**MATERIAL SUPPLIED:**

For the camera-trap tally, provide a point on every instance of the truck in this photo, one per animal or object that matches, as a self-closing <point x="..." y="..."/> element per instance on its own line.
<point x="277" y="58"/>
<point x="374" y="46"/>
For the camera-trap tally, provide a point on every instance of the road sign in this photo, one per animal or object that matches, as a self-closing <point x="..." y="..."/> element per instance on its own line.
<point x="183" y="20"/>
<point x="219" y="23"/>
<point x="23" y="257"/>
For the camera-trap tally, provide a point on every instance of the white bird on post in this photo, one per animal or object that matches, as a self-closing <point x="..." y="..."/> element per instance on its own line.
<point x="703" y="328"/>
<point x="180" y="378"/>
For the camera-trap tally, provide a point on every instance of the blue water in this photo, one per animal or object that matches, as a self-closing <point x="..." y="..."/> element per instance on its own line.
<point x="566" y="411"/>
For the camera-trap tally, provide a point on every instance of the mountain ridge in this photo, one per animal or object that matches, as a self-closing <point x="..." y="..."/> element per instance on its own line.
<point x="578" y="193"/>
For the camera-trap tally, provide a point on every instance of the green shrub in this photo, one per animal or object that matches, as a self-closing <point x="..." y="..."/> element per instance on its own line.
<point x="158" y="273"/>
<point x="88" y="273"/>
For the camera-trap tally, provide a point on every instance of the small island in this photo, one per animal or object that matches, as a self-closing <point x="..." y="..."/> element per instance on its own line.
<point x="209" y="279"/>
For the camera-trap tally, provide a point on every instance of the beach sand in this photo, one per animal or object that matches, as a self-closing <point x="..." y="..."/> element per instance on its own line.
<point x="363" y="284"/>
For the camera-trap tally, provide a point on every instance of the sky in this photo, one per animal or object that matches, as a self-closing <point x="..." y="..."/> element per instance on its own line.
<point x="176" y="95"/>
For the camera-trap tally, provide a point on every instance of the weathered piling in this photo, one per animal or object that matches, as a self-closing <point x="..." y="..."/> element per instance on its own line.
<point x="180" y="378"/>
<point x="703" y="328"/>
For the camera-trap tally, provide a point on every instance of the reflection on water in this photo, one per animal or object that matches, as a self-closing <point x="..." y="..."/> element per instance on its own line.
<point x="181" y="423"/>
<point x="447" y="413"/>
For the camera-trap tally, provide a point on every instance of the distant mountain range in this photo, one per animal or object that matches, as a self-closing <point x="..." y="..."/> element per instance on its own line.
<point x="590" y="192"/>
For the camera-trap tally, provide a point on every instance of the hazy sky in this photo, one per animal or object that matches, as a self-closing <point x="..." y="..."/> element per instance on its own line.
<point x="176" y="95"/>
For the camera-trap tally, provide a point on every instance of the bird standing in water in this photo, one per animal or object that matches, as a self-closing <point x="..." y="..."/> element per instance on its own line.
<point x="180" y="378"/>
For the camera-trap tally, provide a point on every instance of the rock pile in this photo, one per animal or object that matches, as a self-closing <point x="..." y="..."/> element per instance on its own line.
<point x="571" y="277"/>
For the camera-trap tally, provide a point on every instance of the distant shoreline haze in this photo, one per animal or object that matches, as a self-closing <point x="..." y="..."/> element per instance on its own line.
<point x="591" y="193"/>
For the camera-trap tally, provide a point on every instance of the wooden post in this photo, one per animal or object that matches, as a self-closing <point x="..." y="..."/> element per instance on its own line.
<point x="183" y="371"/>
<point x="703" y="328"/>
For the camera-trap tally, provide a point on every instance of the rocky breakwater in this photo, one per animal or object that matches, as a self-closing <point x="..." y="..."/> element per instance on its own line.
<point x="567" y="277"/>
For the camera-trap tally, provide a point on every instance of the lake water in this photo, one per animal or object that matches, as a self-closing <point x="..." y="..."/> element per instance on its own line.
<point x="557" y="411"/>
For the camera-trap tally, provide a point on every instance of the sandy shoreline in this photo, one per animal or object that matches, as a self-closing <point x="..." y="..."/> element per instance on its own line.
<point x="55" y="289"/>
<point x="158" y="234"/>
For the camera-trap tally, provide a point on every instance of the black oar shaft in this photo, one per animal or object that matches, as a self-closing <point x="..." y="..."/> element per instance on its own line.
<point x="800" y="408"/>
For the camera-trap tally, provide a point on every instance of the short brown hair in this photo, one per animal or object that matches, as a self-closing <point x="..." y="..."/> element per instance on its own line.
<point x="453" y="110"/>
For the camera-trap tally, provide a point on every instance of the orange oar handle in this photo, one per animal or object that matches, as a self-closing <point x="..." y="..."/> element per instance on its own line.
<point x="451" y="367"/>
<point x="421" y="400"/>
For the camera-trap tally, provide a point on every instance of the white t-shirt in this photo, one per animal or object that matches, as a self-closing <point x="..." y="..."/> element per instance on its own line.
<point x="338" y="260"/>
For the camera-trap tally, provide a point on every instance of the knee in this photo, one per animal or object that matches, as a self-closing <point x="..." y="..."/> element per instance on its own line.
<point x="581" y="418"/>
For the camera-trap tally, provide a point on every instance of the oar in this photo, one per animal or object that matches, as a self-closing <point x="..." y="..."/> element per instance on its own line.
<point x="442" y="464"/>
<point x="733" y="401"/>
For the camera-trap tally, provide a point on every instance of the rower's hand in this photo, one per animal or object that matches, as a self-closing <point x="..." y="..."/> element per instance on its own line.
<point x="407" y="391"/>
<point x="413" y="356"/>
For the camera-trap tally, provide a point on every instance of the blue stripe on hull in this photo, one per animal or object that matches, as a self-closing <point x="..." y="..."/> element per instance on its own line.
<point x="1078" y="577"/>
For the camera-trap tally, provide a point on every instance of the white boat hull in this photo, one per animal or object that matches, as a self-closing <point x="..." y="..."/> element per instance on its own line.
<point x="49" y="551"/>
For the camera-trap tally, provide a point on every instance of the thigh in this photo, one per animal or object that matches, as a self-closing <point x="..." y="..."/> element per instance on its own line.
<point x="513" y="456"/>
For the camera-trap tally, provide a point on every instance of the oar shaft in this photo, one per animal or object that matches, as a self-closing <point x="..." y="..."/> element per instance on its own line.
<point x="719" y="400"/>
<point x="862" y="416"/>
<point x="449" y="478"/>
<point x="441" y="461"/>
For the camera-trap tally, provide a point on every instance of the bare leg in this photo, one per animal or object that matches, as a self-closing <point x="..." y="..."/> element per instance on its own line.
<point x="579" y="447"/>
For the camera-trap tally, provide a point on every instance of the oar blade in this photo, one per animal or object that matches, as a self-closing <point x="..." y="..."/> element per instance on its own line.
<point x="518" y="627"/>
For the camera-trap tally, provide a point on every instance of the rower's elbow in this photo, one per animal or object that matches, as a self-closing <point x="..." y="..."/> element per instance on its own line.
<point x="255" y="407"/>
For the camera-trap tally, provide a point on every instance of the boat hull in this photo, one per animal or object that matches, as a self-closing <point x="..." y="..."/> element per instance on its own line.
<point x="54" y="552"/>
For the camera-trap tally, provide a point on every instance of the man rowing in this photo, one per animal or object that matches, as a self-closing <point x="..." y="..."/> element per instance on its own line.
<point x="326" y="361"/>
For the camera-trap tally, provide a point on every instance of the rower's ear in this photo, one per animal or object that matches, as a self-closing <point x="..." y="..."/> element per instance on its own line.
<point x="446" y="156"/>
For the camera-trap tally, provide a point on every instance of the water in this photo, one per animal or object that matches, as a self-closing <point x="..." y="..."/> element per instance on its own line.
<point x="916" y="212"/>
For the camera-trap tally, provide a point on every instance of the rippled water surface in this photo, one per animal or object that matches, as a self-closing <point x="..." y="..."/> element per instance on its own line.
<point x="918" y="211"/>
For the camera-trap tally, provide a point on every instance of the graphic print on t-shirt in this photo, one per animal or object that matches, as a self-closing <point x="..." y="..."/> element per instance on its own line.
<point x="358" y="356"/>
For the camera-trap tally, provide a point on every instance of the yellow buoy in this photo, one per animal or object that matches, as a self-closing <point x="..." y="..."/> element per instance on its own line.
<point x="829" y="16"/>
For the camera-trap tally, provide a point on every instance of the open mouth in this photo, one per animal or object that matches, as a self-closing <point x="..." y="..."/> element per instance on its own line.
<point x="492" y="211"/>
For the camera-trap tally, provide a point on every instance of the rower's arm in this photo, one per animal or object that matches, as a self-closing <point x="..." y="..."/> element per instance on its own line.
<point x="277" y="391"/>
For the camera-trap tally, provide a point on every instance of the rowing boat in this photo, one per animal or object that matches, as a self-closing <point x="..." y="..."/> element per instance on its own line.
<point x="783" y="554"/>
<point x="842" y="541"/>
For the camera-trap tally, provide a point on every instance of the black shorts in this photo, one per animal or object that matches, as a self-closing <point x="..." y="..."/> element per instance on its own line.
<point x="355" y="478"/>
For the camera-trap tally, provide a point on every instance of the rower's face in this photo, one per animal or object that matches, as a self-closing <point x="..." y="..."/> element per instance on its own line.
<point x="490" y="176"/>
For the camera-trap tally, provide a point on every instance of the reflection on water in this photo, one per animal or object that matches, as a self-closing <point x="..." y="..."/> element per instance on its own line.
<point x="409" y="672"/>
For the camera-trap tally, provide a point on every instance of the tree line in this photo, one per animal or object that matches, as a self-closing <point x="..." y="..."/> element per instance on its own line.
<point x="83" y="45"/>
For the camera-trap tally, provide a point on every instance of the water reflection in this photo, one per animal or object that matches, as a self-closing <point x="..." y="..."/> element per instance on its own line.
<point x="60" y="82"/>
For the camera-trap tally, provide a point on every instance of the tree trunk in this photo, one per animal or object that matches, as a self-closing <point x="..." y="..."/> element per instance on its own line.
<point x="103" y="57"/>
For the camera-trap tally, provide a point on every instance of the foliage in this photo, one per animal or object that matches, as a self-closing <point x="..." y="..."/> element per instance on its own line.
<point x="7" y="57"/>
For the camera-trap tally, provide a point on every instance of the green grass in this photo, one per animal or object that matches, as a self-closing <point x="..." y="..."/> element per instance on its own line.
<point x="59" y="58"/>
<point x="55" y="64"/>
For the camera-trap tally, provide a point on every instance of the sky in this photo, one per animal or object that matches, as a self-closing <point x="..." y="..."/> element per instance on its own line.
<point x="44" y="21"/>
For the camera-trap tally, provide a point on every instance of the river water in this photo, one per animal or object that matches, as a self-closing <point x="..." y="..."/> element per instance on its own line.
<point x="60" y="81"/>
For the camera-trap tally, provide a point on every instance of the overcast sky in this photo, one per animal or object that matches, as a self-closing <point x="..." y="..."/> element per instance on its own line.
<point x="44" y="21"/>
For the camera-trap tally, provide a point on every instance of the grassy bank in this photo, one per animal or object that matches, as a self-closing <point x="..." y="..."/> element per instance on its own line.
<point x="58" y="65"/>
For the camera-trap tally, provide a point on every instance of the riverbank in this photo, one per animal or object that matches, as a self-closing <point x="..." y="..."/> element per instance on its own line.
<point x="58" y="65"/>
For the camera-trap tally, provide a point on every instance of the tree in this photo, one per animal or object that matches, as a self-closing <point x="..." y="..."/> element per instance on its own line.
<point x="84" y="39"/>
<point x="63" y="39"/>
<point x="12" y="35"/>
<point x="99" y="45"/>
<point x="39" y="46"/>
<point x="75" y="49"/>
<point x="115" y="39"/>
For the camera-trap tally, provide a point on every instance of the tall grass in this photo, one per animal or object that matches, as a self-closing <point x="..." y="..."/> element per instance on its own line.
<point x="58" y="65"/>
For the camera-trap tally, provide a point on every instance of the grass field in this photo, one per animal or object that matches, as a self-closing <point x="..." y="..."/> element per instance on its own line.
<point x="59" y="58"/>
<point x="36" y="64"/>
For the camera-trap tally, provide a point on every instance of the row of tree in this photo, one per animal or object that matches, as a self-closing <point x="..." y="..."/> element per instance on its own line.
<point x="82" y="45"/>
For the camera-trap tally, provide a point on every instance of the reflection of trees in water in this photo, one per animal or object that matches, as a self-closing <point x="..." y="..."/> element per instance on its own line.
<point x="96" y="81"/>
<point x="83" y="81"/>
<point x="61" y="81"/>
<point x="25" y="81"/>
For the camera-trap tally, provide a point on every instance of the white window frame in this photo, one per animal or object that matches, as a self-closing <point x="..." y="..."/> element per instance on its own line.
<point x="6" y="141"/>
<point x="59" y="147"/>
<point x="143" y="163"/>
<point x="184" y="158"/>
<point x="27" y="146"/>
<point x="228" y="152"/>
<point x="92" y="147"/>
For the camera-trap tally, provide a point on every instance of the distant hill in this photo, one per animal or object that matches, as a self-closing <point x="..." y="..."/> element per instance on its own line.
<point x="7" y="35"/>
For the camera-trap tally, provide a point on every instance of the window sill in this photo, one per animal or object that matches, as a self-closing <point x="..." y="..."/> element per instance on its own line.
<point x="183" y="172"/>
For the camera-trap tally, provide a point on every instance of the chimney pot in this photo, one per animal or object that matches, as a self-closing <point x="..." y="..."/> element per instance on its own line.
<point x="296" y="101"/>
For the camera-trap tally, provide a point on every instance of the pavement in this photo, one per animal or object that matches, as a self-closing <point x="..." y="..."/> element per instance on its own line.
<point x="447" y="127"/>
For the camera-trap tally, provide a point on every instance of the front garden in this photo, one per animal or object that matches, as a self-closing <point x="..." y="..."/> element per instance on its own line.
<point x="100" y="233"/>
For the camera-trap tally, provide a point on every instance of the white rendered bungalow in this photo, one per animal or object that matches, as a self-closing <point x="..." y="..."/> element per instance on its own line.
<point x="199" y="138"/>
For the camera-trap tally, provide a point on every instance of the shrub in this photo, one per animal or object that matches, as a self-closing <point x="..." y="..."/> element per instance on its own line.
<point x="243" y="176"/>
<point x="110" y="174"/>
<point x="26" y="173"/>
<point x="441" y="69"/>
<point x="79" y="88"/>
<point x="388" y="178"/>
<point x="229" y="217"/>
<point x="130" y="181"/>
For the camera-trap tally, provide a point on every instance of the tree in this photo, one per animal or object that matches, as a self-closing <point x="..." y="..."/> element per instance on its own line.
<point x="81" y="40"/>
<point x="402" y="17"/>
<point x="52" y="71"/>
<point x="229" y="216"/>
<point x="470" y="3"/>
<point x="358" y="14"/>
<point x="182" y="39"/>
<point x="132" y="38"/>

**PROBLEM REQUIREMENTS:** Write the lines out exactly, from the one with "of the front" down to the last line of the listing, and leave out all others.

**RIGHT ANSWER:**
For the camera-trap tally, provide a point on every instance of the front garden in this photo, one per animal or object that matches, as a self-closing <point x="..." y="..."/> element per instance on its own line.
<point x="100" y="233"/>
For the camera-trap tally, provide a point on every instance of the white rendered bungalow in this photo, one per animal or object that matches, as a self-closing <point x="..." y="..."/> element per instance on its own line.
<point x="199" y="138"/>
For the camera-trap tally, provide a point on every instance of the shrub in this photo, one per animal or object that matches, as a self-closing <point x="..." y="..."/> element per instance on its own line.
<point x="243" y="176"/>
<point x="110" y="174"/>
<point x="26" y="173"/>
<point x="441" y="69"/>
<point x="79" y="88"/>
<point x="388" y="178"/>
<point x="229" y="217"/>
<point x="130" y="181"/>
For the camera-trap tally, provide a point on every instance of the tree in this photo, one per animal or object that matches, as a self-closing <point x="..." y="..."/> element per instance on its own line.
<point x="81" y="40"/>
<point x="402" y="17"/>
<point x="52" y="71"/>
<point x="229" y="216"/>
<point x="470" y="3"/>
<point x="358" y="14"/>
<point x="182" y="39"/>
<point x="132" y="38"/>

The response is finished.